PASSAGE PROVIDED:
In almost half of individuals, the presenting symptom is tonic-clonic seizures. There may also be absence, psychomotor, and/or focal motor seizures. Epileptic seizures, infrequent in the early stages of the disease, often increase in frequency during the ensuing three to seven years. Later they may cease entirely with appropriate antiepileptic drug treatment. In rare cases, tonic-clonic seizures do not occur.

Neurologic findings initially seem normal; however, experienced observers usually note recurrent, almost imperceptible myoclonus, especially in response to photic stimuli or other stimuli (threat, clapping of hands, nose tapping, reflexes) or to action (movements made during neurologic examination) or to cognitive stimuli (task demanding cognitive and psychomotor processing). Some years after the onset, ataxia, incoordination, intentional tremor, and dysarthria develop.

Individuals with EPM1 are mentally alert but show emotional lability, depression, and mild decline in intellectual performance over time.

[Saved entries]
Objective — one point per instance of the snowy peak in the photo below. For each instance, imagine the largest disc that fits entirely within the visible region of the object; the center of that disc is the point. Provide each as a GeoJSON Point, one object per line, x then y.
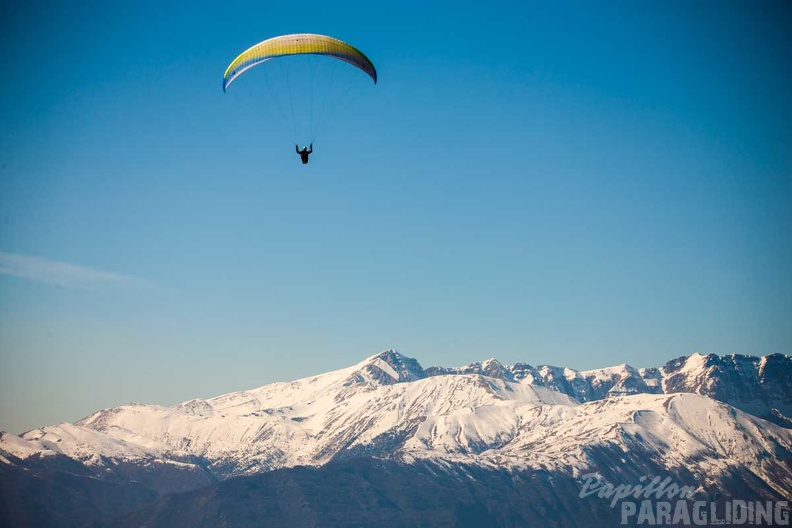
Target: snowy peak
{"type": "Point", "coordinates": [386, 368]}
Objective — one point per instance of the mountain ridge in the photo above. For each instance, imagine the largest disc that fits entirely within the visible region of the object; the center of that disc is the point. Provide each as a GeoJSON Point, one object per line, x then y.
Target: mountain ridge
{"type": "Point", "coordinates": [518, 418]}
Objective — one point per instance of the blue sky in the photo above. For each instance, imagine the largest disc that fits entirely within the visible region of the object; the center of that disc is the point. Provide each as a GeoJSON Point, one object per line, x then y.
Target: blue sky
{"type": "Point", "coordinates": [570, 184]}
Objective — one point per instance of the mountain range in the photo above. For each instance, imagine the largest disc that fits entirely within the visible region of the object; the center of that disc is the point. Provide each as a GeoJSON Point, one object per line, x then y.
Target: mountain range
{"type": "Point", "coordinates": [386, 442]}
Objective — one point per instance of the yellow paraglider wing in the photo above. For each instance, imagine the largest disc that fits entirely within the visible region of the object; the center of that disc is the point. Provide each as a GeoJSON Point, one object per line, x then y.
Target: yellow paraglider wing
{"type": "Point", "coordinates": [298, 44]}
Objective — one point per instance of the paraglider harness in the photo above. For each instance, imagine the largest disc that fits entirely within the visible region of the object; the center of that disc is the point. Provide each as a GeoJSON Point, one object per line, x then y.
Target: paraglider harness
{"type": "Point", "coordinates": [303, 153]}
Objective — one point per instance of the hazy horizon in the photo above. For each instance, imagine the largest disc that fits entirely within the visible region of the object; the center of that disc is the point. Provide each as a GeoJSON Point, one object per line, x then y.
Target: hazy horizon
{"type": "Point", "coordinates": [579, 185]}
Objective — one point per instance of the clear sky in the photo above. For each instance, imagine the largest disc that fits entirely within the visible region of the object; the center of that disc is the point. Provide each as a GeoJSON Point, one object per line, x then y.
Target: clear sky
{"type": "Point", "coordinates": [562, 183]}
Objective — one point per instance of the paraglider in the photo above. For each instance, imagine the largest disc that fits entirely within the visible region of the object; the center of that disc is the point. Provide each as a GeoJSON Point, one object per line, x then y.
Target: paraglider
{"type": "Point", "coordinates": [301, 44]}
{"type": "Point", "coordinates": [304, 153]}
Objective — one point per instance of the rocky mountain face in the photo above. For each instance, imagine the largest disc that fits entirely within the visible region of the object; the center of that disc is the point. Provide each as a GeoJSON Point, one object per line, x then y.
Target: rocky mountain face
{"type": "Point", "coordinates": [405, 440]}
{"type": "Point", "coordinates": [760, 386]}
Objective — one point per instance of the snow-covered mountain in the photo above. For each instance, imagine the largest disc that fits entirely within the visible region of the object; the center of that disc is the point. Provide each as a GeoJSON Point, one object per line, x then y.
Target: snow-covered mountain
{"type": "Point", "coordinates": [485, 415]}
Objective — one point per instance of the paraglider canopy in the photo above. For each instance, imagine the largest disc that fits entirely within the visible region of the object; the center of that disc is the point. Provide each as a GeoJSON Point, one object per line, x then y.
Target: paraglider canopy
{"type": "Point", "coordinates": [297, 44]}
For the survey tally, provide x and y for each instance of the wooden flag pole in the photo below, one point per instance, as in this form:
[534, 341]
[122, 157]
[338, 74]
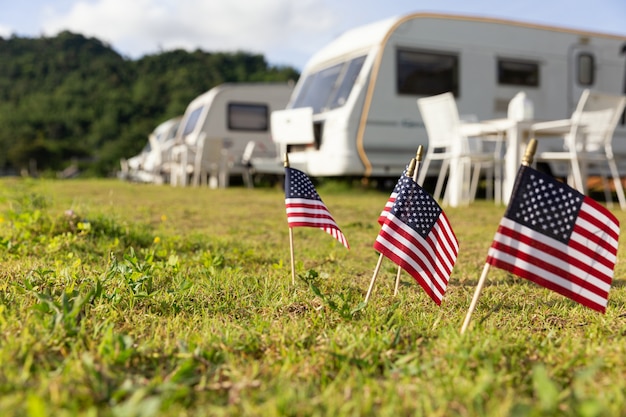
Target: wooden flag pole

PROBLEM TO WORK ON:
Edit the stretch of the EPM1 passage above from "In almost half" through "and dysarthria develop." so that "tonic-clonic seizures" becomes "generalized convulsive seizures" wherever it occurs.

YOUR RESPONSE:
In almost half of individuals, the presenting symptom is generalized convulsive seizures. There may also be absence, psychomotor, and/or focal motor seizures. Epileptic seizures, infrequent in the early stages of the disease, often increase in frequency during the ensuing three to seven years. Later they may cease entirely with appropriate antiepileptic drug treatment. In rare cases, generalized convulsive seizures do not occur.

Neurologic findings initially seem normal; however, experienced observers usually note recurrent, almost imperceptible myoclonus, especially in response to photic stimuli or other stimuli (threat, clapping of hands, nose tapping, reflexes) or to action (movements made during neurologic examination) or to cognitive stimuli (task demanding cognitive and psychomotor processing). Some years after the onset, ataxia, incoordination, intentional tremor, and dysarthria develop.